▸ EXERCISE
Copy the listing below word for word, keeping every line in the same order.

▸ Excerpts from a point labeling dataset
★ ★ ★
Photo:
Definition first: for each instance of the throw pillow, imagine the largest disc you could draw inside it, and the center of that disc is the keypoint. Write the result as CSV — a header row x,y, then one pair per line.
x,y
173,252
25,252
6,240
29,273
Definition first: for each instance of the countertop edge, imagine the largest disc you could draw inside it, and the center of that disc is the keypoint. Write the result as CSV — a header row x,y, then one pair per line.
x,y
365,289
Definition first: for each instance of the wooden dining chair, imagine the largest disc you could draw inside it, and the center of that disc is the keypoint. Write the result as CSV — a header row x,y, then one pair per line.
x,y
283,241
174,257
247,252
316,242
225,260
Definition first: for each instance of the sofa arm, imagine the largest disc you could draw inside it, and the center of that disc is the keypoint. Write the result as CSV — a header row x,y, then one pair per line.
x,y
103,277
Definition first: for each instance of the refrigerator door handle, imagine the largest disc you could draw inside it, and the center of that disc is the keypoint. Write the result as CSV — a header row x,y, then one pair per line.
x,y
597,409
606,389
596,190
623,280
★ ★ ★
▸ SOLUTION TO THIS PROBLEM
Photo:
Definition first: for each instance of the throw pillow, imagine the largest disc you could draw inside it, and the center of that disc is the keypoint. Write the result as CSV — a header row x,y, then one pair per line.
x,y
173,252
25,252
6,240
29,273
Definition first: for each instance of the countertop edge, imagine the largest disc you could draw inside it, and the center of that disc is the keypoint. Write the result as CSV — a header row x,y, then one pair per line.
x,y
365,289
Definition first: for each instance of the wooden dining chair, imagine the largest disc you could draw inside it, and the center of that disc is the keypoint. Write the result as CSV — a header row x,y, then one pair per line.
x,y
283,241
174,257
247,252
316,242
225,260
Definition first: for each instance of the sofa arm, imagine the largest disc you could draw inside it, and the center of that disc is the keypoint. Write the result as CSV — a header row x,y, then one pair per line.
x,y
103,277
Definition first: for each instance of the refrigerator door handle, imagine the largest disc you could draw inside it, and the center of that disc is the keypoint. Write the result as CSV — a header row x,y, then one pair per line.
x,y
597,409
606,389
596,190
623,280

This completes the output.